## TASK PROMPT
Present the rows from the one containing "Note: for each instance of the pickup truck grille" up to and including the one containing "point(1301, 637)" as a Markdown table with two columns, No. for the row number and Row for the row itself. Leave out any blank rows.

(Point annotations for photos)
╭──

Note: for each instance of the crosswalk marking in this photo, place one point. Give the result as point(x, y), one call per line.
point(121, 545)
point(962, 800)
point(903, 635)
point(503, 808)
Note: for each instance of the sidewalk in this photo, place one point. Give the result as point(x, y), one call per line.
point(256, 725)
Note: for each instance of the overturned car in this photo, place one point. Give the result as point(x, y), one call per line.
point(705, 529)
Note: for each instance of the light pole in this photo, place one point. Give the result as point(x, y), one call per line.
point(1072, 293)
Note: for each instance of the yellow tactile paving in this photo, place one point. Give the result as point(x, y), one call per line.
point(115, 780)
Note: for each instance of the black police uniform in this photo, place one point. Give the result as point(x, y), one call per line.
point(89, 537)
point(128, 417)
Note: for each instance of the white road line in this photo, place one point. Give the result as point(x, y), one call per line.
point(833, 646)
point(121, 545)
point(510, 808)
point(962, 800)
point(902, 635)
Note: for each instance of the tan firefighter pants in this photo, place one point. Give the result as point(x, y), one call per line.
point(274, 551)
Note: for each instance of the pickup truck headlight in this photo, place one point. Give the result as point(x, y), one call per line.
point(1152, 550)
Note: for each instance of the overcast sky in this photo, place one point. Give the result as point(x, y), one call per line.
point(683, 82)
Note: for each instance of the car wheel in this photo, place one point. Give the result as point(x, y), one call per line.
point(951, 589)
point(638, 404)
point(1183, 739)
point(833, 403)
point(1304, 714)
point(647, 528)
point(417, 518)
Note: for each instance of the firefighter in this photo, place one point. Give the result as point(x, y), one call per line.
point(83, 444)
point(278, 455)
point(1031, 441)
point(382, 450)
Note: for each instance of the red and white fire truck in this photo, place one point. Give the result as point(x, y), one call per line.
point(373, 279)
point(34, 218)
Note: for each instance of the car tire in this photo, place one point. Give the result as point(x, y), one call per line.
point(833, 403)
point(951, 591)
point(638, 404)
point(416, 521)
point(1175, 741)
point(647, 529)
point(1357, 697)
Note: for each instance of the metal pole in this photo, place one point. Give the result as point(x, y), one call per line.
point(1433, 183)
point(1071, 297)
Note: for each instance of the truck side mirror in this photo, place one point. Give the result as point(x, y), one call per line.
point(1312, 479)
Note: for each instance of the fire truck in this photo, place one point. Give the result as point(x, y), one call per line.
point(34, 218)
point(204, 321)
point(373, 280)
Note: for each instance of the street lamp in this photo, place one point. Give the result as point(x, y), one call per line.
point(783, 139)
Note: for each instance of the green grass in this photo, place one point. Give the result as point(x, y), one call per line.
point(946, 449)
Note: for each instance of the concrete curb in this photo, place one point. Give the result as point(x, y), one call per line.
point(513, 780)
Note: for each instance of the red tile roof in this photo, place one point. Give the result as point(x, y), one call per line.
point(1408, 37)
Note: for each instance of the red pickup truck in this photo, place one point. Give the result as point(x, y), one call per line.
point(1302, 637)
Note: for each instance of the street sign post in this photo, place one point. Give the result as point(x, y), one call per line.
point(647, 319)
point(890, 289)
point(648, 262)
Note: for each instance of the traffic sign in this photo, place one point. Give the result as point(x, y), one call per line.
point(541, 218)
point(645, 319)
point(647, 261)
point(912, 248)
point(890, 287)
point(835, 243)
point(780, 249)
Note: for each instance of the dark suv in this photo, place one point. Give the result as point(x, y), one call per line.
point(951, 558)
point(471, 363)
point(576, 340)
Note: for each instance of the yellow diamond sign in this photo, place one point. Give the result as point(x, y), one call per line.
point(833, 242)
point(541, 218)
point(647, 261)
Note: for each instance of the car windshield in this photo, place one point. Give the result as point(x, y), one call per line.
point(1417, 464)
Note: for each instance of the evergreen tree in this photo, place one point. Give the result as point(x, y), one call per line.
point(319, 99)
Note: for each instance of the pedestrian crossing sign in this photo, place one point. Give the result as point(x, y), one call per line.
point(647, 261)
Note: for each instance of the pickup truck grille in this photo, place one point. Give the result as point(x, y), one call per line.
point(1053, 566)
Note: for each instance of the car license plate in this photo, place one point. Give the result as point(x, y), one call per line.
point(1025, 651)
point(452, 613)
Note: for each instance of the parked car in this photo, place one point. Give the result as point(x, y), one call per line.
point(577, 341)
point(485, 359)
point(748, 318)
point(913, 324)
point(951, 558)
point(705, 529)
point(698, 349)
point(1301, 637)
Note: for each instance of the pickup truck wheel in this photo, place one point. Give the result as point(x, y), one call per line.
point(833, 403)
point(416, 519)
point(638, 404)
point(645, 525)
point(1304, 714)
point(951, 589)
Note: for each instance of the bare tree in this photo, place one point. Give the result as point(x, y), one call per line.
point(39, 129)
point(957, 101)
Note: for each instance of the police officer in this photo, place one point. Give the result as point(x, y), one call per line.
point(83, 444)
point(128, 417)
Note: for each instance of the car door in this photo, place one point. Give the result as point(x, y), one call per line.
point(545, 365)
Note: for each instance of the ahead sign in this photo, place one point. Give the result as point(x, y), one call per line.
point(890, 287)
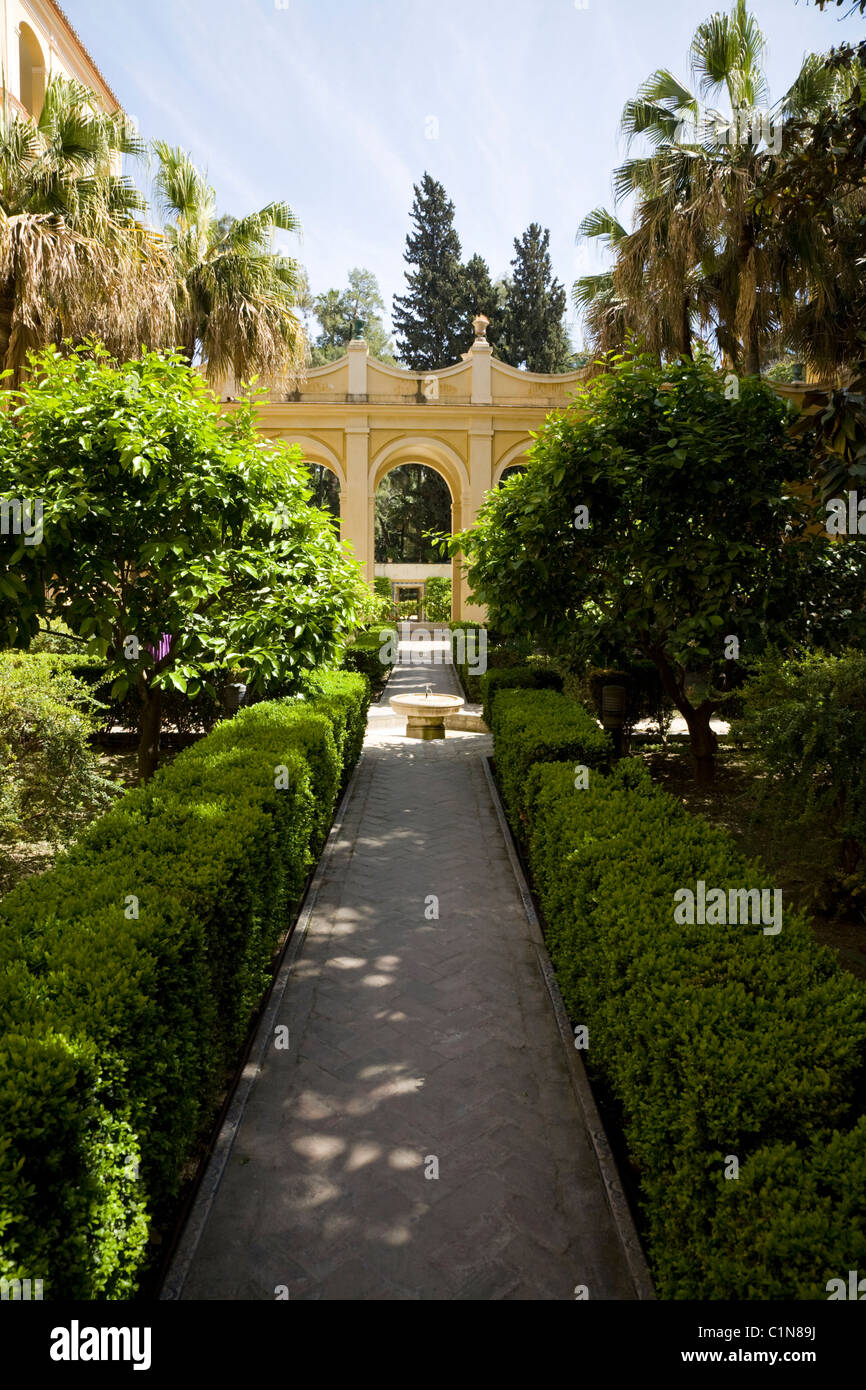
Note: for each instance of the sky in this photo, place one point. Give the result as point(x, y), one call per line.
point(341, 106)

╰──
╭──

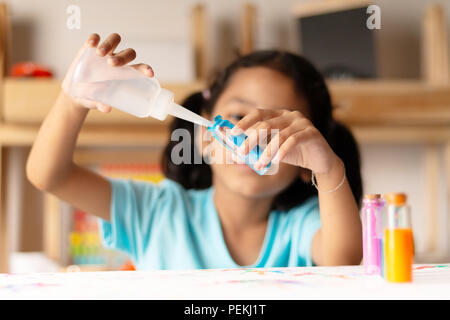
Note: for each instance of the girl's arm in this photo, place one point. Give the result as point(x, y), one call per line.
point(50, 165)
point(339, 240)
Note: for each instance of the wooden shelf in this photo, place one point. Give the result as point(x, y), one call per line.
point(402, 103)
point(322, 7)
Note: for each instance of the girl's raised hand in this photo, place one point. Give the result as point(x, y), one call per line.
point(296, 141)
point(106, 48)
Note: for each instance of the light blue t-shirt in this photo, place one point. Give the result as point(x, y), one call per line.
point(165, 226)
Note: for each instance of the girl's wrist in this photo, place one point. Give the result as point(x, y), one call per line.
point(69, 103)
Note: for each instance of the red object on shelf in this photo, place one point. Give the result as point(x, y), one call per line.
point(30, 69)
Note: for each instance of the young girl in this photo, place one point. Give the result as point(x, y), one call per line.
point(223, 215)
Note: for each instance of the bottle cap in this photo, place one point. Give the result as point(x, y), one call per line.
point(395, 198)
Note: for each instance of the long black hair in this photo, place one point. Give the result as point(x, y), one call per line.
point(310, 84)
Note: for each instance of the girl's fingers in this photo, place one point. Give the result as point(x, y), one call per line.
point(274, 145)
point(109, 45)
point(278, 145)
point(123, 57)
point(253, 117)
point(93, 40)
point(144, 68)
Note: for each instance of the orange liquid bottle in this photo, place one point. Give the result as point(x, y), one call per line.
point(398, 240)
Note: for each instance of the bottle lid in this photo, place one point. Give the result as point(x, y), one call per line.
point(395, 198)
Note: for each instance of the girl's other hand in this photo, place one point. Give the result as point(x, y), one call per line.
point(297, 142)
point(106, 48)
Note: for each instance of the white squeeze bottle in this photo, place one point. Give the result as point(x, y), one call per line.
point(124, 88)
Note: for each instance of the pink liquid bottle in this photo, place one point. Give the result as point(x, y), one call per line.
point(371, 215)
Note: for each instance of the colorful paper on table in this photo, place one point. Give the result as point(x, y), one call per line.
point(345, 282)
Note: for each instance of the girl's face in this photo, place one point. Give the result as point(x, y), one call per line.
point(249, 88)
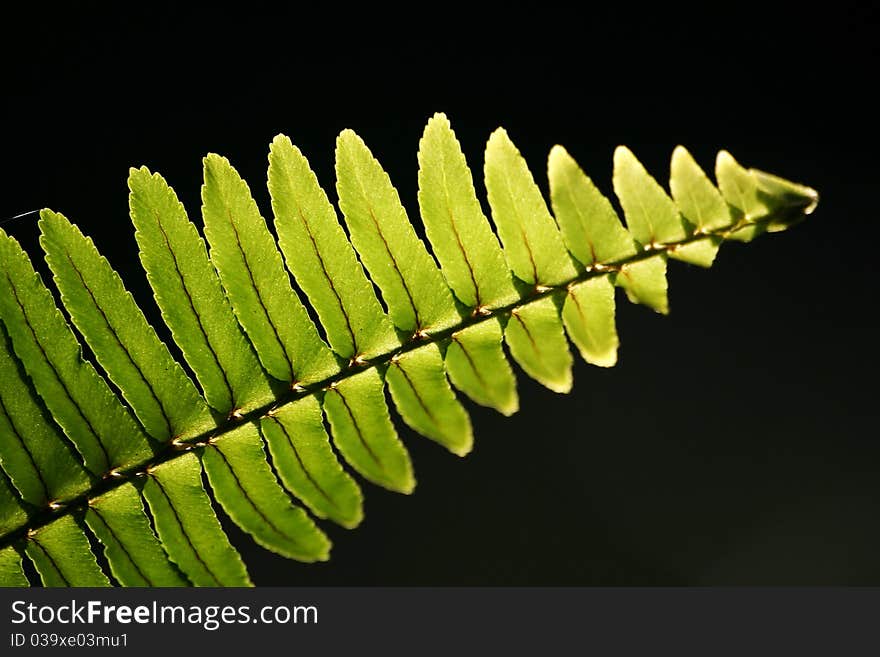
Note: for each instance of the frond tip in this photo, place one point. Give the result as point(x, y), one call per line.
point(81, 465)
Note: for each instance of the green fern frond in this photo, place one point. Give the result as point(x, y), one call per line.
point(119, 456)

╰──

## SOLUTION FOR THIS EXERCISE
| No. | Row |
|---|---|
| 1 | Note: for each instance of the pickup truck grille in this photo, place one point. Give the result as point(x, y), one call per line. |
| 2 | point(1053, 566) |
| 3 | Note: for each instance of the car license plate in this photo, place one point. Give the result as point(x, y), one call per line. |
| 4 | point(1025, 651) |
| 5 | point(452, 613) |
| 6 | Note: for each instance of the parked car in this photo, place one point. Give the result as point(x, y), one call per line. |
| 7 | point(577, 341) |
| 8 | point(485, 359) |
| 9 | point(748, 318) |
| 10 | point(913, 324) |
| 11 | point(951, 558) |
| 12 | point(705, 529) |
| 13 | point(698, 349) |
| 14 | point(1301, 637) |